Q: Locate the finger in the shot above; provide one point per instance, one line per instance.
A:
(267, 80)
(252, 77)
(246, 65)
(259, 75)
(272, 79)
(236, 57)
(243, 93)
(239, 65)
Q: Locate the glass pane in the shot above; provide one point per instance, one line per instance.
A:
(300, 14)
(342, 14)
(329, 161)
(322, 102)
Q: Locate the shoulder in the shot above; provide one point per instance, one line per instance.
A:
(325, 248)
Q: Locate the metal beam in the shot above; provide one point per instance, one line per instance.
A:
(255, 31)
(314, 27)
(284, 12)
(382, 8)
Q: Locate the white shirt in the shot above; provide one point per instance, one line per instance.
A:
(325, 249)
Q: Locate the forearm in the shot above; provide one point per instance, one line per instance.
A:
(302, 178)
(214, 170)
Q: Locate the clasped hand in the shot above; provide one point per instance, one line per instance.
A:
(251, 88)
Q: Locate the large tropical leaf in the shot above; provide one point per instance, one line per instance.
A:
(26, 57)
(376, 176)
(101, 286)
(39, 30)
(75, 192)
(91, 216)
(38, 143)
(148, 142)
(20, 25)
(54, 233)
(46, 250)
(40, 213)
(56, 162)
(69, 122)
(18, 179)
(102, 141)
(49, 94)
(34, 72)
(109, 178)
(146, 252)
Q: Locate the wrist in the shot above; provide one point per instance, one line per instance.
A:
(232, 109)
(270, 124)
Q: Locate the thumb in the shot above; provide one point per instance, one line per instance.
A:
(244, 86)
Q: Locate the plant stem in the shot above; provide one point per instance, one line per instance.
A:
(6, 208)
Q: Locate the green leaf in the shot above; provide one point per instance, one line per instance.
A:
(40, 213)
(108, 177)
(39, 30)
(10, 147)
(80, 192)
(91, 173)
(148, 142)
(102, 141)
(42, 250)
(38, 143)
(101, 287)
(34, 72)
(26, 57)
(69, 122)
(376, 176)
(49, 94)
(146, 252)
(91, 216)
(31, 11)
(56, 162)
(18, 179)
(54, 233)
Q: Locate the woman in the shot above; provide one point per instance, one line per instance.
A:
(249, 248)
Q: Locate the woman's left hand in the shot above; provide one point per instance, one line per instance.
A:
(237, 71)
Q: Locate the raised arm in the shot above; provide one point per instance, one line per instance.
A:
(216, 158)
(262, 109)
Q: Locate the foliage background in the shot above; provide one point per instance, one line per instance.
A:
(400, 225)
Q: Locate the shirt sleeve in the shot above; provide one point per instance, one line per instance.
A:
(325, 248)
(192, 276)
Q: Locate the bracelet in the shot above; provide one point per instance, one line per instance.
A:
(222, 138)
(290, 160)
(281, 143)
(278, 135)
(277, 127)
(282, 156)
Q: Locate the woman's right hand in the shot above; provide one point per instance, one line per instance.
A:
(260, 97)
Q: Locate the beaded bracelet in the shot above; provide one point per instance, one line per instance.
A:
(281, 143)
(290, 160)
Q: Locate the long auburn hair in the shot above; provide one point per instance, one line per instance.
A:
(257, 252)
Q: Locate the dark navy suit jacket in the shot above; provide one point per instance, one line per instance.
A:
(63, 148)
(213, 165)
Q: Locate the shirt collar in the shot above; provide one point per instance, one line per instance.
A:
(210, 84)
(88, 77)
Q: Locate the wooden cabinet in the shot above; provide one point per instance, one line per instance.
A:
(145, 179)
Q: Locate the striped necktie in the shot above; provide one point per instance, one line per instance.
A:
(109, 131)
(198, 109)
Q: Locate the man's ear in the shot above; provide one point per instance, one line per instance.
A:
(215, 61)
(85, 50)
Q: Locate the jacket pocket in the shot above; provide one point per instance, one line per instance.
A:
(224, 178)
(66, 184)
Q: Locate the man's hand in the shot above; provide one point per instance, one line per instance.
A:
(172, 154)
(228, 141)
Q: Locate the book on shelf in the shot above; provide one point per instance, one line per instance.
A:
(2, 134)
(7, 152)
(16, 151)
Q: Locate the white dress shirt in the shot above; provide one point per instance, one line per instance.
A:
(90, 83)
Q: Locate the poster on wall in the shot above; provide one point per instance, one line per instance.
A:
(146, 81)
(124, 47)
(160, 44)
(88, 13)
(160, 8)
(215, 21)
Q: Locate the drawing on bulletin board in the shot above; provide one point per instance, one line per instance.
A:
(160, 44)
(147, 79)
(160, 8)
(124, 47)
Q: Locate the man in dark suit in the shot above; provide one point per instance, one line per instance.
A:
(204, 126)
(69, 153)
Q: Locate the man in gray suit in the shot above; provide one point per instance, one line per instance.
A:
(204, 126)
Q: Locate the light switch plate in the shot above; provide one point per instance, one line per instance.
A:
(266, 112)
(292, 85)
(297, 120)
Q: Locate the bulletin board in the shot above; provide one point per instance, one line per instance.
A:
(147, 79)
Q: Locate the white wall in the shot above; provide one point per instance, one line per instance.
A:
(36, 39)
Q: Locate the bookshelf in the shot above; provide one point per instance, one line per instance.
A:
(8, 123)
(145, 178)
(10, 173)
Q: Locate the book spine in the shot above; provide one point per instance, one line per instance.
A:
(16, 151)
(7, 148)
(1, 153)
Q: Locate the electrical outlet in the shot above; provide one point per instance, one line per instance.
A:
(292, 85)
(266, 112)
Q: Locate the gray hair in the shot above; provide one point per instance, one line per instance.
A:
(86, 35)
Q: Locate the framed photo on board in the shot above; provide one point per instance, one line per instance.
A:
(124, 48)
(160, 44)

+++++

Which lines of the records above hold the word "white"? Copy each one out.

Q: Locate the white shirt in the shot above; provide one point per instance, one line per instance.
Q: Locate the white dress shirt in the shot above; provide one point per instance, one line per instance.
Q: Locate the white wall in the shot above; provide one point per instance, one line per instance.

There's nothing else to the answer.